»»
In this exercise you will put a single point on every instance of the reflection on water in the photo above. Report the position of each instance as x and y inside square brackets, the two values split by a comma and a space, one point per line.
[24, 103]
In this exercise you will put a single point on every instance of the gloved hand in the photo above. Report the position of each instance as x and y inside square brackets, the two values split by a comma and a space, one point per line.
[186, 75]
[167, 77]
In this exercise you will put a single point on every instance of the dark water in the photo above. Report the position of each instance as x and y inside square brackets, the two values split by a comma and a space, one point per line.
««
»»
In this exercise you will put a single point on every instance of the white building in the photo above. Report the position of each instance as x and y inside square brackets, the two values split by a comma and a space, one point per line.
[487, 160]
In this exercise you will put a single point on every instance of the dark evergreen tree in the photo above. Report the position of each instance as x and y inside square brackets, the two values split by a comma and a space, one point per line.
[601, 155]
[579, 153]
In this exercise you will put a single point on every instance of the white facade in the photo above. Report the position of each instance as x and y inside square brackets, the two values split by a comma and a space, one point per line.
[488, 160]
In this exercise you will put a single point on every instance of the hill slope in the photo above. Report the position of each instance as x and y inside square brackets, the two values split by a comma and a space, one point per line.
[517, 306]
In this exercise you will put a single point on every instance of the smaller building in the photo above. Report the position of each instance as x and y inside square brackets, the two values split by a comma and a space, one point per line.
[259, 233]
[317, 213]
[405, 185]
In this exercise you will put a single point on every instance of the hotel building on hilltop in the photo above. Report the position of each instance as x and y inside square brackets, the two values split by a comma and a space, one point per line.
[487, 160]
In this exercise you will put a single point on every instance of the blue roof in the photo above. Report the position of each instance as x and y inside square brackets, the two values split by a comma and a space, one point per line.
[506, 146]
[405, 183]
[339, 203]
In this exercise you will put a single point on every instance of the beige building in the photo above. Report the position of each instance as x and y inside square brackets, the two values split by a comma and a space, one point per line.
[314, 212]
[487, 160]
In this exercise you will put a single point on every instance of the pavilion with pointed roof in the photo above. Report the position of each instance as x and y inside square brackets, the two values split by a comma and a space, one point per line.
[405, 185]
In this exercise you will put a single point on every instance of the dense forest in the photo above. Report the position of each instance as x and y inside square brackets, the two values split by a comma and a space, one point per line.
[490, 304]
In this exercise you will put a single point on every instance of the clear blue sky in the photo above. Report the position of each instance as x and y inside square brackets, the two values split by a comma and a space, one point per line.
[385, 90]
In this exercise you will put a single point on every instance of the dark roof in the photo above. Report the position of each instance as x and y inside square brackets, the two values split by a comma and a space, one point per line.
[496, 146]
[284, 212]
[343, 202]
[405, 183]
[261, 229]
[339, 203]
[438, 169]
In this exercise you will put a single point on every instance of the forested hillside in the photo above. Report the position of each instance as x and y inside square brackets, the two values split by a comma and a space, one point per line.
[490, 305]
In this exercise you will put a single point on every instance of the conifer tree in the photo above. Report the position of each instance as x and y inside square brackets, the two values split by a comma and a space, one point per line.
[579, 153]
««
»»
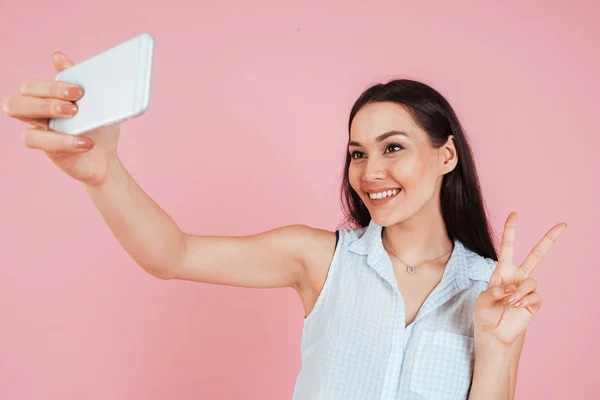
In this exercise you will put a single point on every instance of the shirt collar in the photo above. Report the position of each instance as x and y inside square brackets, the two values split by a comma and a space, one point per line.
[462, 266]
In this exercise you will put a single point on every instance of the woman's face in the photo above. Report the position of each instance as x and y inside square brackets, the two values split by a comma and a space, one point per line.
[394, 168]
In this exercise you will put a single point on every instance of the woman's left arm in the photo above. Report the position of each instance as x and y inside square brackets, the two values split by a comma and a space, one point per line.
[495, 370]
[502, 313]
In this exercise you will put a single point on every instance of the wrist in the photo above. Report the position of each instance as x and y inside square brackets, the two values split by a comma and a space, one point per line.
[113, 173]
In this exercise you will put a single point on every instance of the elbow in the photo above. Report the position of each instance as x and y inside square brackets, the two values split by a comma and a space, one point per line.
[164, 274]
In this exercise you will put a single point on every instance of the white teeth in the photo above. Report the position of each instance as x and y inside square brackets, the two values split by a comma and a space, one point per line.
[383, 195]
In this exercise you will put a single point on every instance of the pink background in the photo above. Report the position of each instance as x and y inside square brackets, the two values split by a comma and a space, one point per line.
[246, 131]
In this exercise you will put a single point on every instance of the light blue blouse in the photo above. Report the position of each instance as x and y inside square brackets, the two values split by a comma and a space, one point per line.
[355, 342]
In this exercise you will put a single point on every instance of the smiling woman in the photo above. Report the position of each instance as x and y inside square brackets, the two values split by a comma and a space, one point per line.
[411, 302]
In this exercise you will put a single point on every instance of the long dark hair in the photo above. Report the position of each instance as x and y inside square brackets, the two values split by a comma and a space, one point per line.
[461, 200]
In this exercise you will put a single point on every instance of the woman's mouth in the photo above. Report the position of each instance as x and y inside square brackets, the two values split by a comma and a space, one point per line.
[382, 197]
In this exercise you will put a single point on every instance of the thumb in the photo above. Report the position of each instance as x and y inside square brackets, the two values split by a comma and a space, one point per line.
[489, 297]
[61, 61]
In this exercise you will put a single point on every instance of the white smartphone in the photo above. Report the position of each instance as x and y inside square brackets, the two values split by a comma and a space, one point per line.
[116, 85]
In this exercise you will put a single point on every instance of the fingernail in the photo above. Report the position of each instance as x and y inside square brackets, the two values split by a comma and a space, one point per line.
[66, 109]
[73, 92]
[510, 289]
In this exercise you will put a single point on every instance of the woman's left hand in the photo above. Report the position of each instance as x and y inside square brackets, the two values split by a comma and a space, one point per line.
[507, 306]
««
Requirement
Rewrite everything from the line containing "of the gloved" down to the line containing "the dark water", both lines included and the requests kept in place, raising every coordinate value in the answers by 110. Give only those lines.

The output
In this exercise you will put a single point on every instance of the gloved hand in the photo above. Report the position of each instance as x and y inside square brackets, the two values split by a comma and a space, one point per line.
[296, 185]
[277, 187]
In this exercise you will put a single point on every instance of the dark water in the photo above. Report the position of each instance as x and y inside square brackets, the two values split by a comma and a space, one point per line.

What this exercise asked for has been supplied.